READING PASSAGE
Airway acidity has been studied by determining the pHEBC, which is lower in the case of pulmonary inflammatory processes [7, 28]. It has a high rate of reproducibility [34], which we found in our sample, too. In this report, a tendency to increase after 10 min is observed, with no changes at a longer exercise time; deltas showed no differences, either. The reported tendency to increase, in the current work, is similar to that found in by another authors [8, 14, 30]. For example, Riediker et al. [30] in an exercise on a treadmill at a slight higher intensity to the one presented here (calculated as 60 % of maximum heart rate), where an increase in pHEBC was found, measured 1 h after exercise.

Along the same lines, we have also found a tendency for pHEBC to increase in participants of 10 km race in both untrained [6] and runners [3]; the last two races were performed at maximum effort. Contrary to what we expected, the result of low pHEBC by prolonged exercise was not reproduced, as it was previously found in runners [3]. In part, this can probably be explained due to the low intensity of our current protocol.

RECORD EXTRACTS
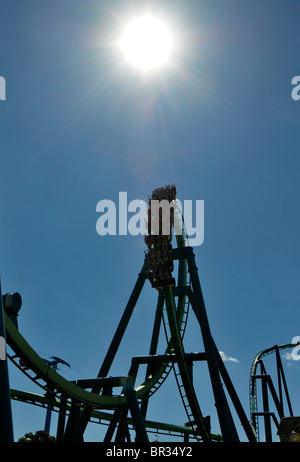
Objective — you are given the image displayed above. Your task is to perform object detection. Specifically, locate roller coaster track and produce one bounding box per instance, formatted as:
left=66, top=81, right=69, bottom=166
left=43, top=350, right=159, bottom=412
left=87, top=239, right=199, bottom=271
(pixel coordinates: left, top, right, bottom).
left=249, top=343, right=299, bottom=441
left=4, top=190, right=213, bottom=440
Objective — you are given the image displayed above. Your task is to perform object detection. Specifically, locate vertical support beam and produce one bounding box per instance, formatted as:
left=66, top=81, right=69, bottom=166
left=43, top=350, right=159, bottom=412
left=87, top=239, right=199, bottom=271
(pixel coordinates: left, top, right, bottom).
left=276, top=347, right=293, bottom=417
left=186, top=247, right=238, bottom=442
left=93, top=264, right=146, bottom=378
left=124, top=378, right=149, bottom=443
left=0, top=281, right=14, bottom=443
left=260, top=362, right=272, bottom=443
left=56, top=395, right=67, bottom=443
left=141, top=290, right=165, bottom=419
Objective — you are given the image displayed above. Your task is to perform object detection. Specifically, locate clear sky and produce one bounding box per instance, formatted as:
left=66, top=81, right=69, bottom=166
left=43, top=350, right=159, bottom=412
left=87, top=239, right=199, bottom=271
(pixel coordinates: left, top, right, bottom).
left=0, top=0, right=300, bottom=440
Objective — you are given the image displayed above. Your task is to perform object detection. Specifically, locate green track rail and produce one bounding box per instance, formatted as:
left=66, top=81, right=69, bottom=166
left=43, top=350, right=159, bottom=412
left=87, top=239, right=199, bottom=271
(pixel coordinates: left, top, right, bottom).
left=4, top=220, right=210, bottom=440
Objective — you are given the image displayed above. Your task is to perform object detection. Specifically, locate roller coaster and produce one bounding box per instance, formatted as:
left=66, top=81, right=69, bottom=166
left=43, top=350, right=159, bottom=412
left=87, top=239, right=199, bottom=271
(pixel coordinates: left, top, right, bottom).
left=0, top=185, right=298, bottom=443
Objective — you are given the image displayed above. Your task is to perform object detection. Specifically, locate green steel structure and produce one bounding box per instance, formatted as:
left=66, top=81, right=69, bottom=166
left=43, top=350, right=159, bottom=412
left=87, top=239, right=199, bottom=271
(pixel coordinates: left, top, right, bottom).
left=0, top=186, right=292, bottom=442
left=249, top=342, right=299, bottom=442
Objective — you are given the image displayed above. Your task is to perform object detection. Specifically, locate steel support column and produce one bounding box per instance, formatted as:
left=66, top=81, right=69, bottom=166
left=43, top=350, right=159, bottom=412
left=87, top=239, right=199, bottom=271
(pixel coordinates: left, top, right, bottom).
left=0, top=281, right=14, bottom=443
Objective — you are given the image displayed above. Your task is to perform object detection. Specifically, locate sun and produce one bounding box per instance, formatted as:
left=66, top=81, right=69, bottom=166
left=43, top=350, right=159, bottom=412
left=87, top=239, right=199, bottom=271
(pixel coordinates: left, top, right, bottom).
left=120, top=15, right=173, bottom=72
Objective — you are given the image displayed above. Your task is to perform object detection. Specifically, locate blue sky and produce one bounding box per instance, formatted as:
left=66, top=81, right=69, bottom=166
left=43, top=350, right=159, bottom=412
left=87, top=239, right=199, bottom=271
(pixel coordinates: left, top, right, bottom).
left=0, top=0, right=300, bottom=440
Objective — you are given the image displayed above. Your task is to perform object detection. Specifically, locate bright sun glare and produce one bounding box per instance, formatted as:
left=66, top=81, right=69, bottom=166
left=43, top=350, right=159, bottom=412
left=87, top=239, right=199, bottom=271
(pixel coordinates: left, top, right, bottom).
left=120, top=15, right=173, bottom=72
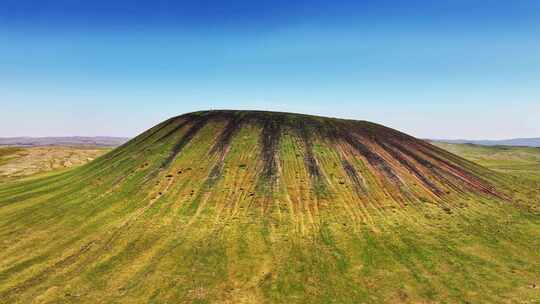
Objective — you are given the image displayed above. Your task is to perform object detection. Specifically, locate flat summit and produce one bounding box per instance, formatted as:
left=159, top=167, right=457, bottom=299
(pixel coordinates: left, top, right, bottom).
left=0, top=110, right=538, bottom=303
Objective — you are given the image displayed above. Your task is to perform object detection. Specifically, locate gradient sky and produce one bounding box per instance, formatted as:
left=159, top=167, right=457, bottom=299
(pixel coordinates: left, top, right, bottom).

TASKS TO CARRY OUT
**a)** Answer from the airway acidity passage:
(i) In what case is pHEBC lower?
(ii) In the Riediker et al. treadmill exercise, what intensity was used, and when was pHEBC measured?
(iii) What explanation does the passage give for not reproducing low pHEBC with prolonged exercise?
**b)** From the airway acidity passage, output the text between "Along the same" and "our current protocol.", inclusive.
The data is not needed here.

EXERCISE RESPONSES
**a)**
(i) In the case of pulmonary inflammatory processes.
(ii) An intensity calculated as 60 % of maximum heart rate, with pHEBC measured 1 h after exercise.
(iii) The low intensity of the current protocol.

**b)**
Along the same lines, we have also found a tendency for pHEBC to increase in participants of 10 km race in both untrained [6] and runners [3]; the last two races were performed at maximum effort. Contrary to what we expected, the result of low pHEBC by prolonged exercise was not reproduced, as it was previously found in runners [3]. In part, this can probably be explained due to the low intensity of our current protocol.